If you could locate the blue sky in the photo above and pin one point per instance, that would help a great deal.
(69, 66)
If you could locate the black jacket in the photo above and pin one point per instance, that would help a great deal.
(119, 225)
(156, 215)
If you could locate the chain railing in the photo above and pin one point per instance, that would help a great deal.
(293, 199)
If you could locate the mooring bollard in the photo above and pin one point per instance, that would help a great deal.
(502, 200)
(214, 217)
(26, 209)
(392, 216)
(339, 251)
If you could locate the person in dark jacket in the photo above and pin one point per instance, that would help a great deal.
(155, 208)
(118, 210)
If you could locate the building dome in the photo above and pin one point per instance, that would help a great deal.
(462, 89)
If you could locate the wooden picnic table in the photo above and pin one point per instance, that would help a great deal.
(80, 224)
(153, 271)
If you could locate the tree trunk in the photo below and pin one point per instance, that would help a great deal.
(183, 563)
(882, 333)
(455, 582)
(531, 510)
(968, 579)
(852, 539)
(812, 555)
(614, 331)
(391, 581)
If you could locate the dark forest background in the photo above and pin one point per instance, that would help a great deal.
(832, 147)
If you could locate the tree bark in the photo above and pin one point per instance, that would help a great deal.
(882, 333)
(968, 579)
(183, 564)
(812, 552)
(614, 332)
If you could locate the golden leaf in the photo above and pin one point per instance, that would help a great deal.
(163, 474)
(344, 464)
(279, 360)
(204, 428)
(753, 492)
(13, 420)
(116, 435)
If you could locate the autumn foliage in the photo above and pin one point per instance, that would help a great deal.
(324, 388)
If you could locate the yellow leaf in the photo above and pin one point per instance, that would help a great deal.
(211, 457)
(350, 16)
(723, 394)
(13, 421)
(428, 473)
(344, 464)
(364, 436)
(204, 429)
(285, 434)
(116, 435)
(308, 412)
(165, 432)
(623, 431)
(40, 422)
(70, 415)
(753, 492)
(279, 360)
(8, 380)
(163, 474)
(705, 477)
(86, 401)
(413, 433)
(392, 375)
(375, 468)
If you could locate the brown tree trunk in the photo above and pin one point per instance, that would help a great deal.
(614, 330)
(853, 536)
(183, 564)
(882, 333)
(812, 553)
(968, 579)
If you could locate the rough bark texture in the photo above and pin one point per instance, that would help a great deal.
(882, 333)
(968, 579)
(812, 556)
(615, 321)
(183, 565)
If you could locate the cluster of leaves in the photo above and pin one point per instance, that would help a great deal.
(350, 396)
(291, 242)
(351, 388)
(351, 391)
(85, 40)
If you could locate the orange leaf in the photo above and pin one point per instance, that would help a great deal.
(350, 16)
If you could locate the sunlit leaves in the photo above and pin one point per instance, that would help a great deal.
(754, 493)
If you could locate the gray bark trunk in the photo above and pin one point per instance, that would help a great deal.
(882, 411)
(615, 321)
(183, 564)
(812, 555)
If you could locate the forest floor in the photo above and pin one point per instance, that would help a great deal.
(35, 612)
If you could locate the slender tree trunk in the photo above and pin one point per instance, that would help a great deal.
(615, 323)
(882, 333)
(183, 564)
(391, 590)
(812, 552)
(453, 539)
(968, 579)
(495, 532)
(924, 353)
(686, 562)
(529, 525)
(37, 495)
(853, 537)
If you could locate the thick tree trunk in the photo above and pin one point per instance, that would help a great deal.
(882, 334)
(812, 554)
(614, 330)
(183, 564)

▶ _STATED PROBLEM_:
Please write out all of the records again, substituting "would be very useful" for every "would help a great deal" and leaving everything else unchanged.

▶ _EXERCISE RESULT_:
If you could locate the blue sky in the photo above and pin one point per instance, that would be very useful.
(69, 66)
If you could locate the black jacket in the photo above and pin one point per instance, that would be very useful.
(119, 225)
(156, 215)
If you could locate the chain railing in the photo above and pin one point per instance, that would be very useful.
(293, 199)
If you could locate the mooring bollard in the photo above and pin one point per instance, that would be very useful.
(502, 200)
(214, 217)
(26, 209)
(392, 216)
(339, 251)
If you could locate the person in dark jacket in the photo above and pin one point per instance, that would be very useful.
(155, 208)
(118, 210)
If you could locate the building dome in the photo above and pin one point per instance, that would be very useful.
(462, 89)
If you could locate the wooden picnic table in the photo above and pin one point per instance, that would be very useful.
(80, 224)
(153, 271)
If you could locate the tree trunk in the photo below and pin one point per instance, that would be very useful.
(183, 563)
(882, 333)
(455, 582)
(531, 510)
(968, 579)
(852, 539)
(812, 555)
(614, 331)
(391, 581)
If you could locate the dark forest background in the photo above and pin one point per instance, that would be very useful.
(832, 147)
If you could locate the tree bark in the photo above and pin one point per instance, that would be very useful.
(882, 333)
(968, 579)
(183, 564)
(812, 552)
(614, 332)
If you could locate the golden leaf in the photo above and pin one point per instance, that would be very useful.
(163, 474)
(344, 464)
(279, 360)
(204, 428)
(753, 492)
(13, 420)
(116, 435)
If you could locate the autumn foliage in the photo above and pin one point per instance, that would be very useful.
(324, 388)
If you could locate the yellow leaf in the photo above and pin one point per instance, that would be very useful.
(211, 457)
(350, 16)
(723, 394)
(13, 421)
(428, 473)
(344, 464)
(364, 436)
(204, 429)
(285, 434)
(116, 435)
(308, 412)
(165, 432)
(623, 431)
(40, 422)
(70, 415)
(753, 492)
(279, 360)
(8, 380)
(163, 474)
(705, 477)
(86, 401)
(413, 433)
(392, 375)
(375, 468)
If you could locate the brown tree trunk in the photo above and pin one point per instance, that would be very useful.
(614, 330)
(853, 536)
(183, 564)
(882, 333)
(812, 553)
(968, 579)
If you could locate the rough bark texture in the photo above and pin one point per instance, that would be very useful.
(882, 333)
(968, 579)
(812, 556)
(615, 321)
(183, 565)
If you could locate the cluster of leaves in the photo above and pin one point per instance, that would be very useful.
(350, 396)
(291, 242)
(351, 388)
(351, 391)
(85, 40)
If you could locate the orange leaf in the photo above and pin one point per instance, that would be very useful.
(350, 16)
If you could locate the sunlit leaves in the photo above and pin one point per instance, that would be very useful.
(754, 493)
If you could locate the gray bark trunk in the photo above and pin one point per instance, that would be very useful.
(882, 411)
(615, 321)
(183, 564)
(812, 555)
If you could locate the forest floor in the photo above and pin one point per instance, that would be very useful.
(35, 612)
If you could locate the slender tree trunk in the photo above and pin one point per instance, that would be very useful.
(615, 323)
(882, 333)
(183, 564)
(391, 590)
(812, 552)
(453, 539)
(968, 579)
(495, 532)
(924, 353)
(686, 562)
(529, 525)
(37, 495)
(853, 537)
If you could locate the thick tree trunk in the photo above and pin one point per instance, that would be very useful.
(882, 334)
(812, 554)
(614, 330)
(183, 564)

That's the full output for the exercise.